* _GESTELLTE AUFGABE_: Schreibe die Datensätze ab der Zeile mit „Mark the innermost point of each instance of the row“ bis zum Ende einschließlich neu und setze dabei „power pole“ anstelle von „utility pole“ ein. Alles Übrige bleibt unverändert.

* _VORLIEGENDE DATENSÄTZE_:
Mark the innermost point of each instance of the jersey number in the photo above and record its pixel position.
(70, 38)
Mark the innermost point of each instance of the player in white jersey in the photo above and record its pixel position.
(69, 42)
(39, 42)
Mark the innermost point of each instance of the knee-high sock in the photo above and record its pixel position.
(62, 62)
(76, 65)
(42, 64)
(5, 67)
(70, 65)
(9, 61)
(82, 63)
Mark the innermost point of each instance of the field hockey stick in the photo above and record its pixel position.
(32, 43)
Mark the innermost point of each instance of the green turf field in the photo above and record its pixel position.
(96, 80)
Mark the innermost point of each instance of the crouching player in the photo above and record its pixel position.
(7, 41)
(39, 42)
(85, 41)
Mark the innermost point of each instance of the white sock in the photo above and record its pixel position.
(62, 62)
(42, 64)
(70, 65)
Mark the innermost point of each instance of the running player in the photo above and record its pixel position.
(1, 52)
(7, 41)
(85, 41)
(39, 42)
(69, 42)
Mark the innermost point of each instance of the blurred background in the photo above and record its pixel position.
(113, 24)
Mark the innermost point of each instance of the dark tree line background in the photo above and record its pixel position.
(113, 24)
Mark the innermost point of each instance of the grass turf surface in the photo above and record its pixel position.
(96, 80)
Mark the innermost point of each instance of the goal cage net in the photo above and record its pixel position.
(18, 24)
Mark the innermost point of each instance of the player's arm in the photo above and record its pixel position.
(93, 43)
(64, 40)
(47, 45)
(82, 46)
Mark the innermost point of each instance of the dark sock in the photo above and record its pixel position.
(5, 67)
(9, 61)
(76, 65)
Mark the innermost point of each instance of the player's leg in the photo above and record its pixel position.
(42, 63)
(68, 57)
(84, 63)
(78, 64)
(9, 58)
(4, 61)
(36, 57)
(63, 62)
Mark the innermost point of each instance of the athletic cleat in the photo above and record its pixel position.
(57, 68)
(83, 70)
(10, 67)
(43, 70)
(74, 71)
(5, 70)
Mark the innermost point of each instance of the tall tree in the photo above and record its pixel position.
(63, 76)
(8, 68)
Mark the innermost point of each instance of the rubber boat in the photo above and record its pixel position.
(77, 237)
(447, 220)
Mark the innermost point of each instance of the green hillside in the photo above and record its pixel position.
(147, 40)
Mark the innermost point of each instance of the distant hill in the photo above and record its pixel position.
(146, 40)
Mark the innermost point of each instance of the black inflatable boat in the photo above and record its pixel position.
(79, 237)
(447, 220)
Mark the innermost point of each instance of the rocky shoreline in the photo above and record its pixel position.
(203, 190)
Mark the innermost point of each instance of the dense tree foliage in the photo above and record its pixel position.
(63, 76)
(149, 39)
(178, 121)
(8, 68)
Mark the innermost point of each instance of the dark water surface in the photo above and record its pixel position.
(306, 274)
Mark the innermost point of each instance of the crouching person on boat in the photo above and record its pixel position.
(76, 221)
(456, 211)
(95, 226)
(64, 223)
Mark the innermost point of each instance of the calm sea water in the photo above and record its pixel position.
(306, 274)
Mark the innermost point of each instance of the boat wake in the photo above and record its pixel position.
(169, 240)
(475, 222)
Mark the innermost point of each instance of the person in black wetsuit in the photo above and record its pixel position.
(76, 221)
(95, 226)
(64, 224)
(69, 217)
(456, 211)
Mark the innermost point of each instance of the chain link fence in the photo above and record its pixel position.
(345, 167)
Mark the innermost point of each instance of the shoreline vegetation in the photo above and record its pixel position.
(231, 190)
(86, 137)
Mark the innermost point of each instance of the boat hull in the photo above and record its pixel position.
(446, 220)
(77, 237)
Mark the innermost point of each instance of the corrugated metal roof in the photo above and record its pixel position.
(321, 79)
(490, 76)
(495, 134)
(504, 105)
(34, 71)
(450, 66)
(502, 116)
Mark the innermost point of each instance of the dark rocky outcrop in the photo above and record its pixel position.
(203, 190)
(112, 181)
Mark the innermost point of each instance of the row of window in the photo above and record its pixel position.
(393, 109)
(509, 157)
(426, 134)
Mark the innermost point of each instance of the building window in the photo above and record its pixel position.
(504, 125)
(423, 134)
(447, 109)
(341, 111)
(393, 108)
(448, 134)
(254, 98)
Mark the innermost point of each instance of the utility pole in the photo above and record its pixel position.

* _LÖSUNG_:
Mark the innermost point of each instance of the row of window in the photo above and record its pixel position.
(393, 109)
(509, 157)
(426, 134)
Mark the innermost point of each instance of the building window in the photo above and record its pixel position.
(504, 125)
(423, 134)
(447, 109)
(341, 111)
(393, 108)
(448, 134)
(254, 98)
Mark the innermost point of each instance of the power pole in the photo above and record its pixel position.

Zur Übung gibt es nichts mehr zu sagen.